### ИСХОДНЫЙ ТЕКСТ:
┌────────

Читаем Иосиф Флавий. История про историка полностью

Страсти накалялись, соратники окружили Иосифа и предложили ему выбор: либо он умрет добровольно, покончив с собой, но оставшись при этом одним из вождей нации, либо они казнят его как изменника.

В этой ситуации Иосиф, если опять-таки верить «Иудейской войне», воззвал к их разуму и произнес длинную речь, которую, по мнению скептиков, он никак не мог произнести в той пещере — слишком уж были накалены страсти, чтобы такую речь кто-то стал бы выслушивать до конца. Однако, вчитываясь в ее текст, понимаешь, что Иосиф просто представил в виде монолога то, что вполне могло быть диалогом. Хотя возможно, в книге он просто расцветил основные моменты этой речи новыми красками.

Как и полагается хорошему оратору, Иосиф начал с того, что согласился с основными доводами своих оппонентов — о том, что человек должен быть готов умереть в битве с врагом за свою свободу и свободу своего народа, что лучше умереть стоя, чем жить на коленях, и т. д. Но теперь, когда битва проиграна и римляне хотят просто зажарить их в этой пещере, как кур, в такой смерти нет ни героизма, ни какого-либо смысла. Больше того, делает Иосиф следующий ход, это уже не героизм, а трусость — проявление страха перед тем, что римляне могут подвергнуть их поистине мучительной смерти. И дальше он явно переходит к чистой софистике: «Одинаково труслив как тот, который не хочет умереть, когда нужно, так и тот, который хочет умереть, когда не нужно. Что, собственно, удерживает нас от того, чтобы выйти к римлянам? Не правда ли, боязнь перед смертью? Как же мы непременно хотим причинить себе то, чего мы только опасаемся со стороны врагов? — Нет, говорит другой, мы боимся рабства. — Да, теперь-то мы, конечно, вполне свободны! — Герою подобает самому умертвить себя, говорит третий. — Нет, наоборот, это худшая трусость: я, по крайней мере, считаю того кормчего очень трусливым, который, боясь бури, до разгара стихии потопляет свое судно» (ИВ, 4:8:5).

└────────

Строки набора данных с указанием на объекты:
┌────────

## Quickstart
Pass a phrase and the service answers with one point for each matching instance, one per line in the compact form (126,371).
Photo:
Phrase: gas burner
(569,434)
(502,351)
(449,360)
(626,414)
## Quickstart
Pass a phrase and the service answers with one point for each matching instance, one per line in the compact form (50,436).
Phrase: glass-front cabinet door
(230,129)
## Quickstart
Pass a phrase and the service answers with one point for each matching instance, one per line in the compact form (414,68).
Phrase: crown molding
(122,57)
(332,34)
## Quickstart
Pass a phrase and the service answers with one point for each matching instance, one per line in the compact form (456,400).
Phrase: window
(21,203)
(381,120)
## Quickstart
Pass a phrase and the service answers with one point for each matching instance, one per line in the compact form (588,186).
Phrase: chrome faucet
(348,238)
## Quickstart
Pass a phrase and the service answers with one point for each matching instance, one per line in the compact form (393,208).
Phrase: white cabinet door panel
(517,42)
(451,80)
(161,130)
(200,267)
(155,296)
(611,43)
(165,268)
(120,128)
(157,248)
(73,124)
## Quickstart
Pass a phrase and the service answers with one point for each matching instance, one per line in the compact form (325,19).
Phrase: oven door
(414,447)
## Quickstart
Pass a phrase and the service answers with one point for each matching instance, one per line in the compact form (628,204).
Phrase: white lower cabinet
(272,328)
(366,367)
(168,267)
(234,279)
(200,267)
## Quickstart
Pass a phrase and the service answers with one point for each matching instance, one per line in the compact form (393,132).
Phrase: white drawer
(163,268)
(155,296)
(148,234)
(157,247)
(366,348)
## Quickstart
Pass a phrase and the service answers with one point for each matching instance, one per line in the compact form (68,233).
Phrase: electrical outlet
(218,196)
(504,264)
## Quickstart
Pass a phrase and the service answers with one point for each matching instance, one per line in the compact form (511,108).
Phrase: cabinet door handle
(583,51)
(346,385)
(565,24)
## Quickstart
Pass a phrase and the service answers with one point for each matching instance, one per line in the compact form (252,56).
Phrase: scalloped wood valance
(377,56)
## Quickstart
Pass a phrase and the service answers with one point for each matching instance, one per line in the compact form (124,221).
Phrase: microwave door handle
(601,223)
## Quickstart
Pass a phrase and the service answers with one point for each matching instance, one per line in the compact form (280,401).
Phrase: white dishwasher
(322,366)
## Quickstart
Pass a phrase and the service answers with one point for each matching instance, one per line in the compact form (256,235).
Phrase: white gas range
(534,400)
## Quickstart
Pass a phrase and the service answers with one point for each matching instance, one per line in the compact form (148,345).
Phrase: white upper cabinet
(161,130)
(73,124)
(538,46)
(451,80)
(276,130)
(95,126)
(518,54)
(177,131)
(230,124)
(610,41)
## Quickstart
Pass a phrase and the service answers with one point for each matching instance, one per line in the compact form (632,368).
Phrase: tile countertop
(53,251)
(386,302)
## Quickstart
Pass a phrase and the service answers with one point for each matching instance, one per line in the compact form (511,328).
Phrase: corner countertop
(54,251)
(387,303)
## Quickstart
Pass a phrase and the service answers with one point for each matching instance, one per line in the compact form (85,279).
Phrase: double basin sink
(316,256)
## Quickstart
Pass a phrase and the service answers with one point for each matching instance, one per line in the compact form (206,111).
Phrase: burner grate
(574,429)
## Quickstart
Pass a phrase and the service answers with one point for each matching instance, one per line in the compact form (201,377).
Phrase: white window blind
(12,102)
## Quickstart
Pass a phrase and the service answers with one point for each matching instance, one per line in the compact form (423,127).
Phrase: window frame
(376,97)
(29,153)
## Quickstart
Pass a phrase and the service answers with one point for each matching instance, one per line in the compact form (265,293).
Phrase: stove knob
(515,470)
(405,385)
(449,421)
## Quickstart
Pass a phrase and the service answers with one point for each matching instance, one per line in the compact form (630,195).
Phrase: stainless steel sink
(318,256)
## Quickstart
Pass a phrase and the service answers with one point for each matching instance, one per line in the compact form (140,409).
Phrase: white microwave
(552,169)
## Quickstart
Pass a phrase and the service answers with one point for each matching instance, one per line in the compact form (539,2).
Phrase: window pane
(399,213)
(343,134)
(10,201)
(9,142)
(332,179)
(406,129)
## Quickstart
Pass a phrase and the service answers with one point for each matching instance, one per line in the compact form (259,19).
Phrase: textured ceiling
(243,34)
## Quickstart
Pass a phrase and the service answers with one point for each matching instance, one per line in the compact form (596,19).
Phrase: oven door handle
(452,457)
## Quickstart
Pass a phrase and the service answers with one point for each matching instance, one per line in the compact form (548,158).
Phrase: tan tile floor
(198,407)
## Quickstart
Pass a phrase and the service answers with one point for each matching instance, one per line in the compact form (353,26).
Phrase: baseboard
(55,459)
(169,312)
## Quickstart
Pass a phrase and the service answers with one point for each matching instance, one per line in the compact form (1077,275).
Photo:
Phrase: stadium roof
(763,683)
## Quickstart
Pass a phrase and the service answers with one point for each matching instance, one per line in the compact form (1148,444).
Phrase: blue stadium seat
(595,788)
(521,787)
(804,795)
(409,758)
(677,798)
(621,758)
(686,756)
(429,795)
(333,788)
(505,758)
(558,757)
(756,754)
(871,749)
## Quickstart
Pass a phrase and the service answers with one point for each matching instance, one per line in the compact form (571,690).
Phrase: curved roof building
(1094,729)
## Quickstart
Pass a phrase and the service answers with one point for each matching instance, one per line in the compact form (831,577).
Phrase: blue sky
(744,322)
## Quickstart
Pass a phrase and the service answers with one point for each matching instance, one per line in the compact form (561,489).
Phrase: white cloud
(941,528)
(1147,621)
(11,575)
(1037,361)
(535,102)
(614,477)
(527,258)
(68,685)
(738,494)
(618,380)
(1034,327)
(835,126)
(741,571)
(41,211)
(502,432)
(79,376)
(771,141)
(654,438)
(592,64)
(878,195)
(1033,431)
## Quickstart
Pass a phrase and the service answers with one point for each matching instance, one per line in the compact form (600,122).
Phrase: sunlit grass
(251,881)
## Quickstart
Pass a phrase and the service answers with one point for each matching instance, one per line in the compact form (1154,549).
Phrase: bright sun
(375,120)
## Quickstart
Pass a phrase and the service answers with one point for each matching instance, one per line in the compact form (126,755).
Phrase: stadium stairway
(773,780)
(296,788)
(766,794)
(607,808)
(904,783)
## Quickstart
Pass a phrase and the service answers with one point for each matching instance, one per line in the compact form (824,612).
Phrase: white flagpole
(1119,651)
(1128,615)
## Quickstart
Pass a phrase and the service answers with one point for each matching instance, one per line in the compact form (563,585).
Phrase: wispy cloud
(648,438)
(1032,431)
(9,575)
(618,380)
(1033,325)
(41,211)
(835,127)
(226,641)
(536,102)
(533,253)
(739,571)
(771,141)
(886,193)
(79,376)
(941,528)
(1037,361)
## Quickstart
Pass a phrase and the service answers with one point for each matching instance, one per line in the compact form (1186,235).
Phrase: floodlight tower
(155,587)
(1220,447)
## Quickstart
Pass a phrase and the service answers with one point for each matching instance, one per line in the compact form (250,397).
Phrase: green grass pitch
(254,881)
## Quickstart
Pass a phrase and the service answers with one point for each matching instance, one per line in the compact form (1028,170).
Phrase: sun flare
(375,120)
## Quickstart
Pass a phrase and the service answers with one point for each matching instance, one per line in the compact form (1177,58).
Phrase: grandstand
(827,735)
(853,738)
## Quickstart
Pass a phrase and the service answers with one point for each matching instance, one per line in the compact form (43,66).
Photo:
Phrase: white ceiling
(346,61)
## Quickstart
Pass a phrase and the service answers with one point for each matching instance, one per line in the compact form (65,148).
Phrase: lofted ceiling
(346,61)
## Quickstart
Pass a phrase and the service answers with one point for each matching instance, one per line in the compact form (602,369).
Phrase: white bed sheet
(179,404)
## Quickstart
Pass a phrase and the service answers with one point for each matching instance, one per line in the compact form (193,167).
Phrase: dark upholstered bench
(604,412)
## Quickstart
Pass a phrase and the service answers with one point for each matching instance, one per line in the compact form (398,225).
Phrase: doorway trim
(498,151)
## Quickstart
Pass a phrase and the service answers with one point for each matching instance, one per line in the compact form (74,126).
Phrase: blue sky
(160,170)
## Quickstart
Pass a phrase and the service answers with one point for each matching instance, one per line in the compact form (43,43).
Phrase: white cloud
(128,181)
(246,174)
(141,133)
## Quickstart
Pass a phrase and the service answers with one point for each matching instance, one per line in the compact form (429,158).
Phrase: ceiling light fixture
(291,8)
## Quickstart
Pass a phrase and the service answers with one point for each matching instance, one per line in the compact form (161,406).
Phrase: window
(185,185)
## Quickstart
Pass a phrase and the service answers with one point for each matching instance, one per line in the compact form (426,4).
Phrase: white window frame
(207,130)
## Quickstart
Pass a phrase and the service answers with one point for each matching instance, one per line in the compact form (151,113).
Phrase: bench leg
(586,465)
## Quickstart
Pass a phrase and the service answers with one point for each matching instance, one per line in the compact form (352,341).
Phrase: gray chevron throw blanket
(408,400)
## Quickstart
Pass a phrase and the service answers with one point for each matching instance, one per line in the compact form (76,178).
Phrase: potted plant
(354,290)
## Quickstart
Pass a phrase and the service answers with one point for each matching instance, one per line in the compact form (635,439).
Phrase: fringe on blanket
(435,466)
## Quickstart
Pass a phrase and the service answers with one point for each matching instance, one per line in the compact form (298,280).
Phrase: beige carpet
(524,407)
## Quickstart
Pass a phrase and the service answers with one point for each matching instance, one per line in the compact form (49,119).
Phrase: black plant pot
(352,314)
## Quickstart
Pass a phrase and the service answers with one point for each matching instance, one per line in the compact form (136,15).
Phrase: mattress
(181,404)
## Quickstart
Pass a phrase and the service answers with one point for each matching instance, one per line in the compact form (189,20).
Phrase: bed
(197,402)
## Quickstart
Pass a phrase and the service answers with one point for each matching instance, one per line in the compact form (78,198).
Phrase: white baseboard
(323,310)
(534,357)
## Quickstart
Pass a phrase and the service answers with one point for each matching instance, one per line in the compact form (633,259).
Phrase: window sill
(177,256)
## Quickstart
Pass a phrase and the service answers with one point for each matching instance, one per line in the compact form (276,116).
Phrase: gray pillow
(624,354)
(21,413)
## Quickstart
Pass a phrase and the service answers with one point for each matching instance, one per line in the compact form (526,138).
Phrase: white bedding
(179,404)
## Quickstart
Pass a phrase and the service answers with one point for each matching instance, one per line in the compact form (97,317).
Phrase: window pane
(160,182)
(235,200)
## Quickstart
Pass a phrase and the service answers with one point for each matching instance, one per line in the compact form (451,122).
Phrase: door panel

└────────

### ЗАДАНИЯ К УПРАЖНЕНИЮ:
1. Выпишите из текста об Иосифе Флавии все вопросительные предложения.
2. Приведите без изменений фрагмент текста об Иосифе Флавии от слов «Читаем Иосиф Флавий.» до слов «его как изменника.» включительно.
Приведенные позиции никак не связаны с текстом об Иосифе Флавии.

### ОТВЕТЫ К УПРАЖНЕНИЮ:
1.
Что, собственно, удерживает нас от того, чтобы выйти к римлянам?
Не правда ли, боязнь перед смертью?
Как же мы непременно хотим причинить себе то, чего мы только опасаемся со стороны врагов?

2.
Читаем Иосиф Флавий. История про историка полностью

Страсти накалялись, соратники окружили Иосифа и предложили ему выбор: либо он умрет добровольно, покончив с собой, но оставшись при этом одним из вождей нации, либо они казнят его как изменника.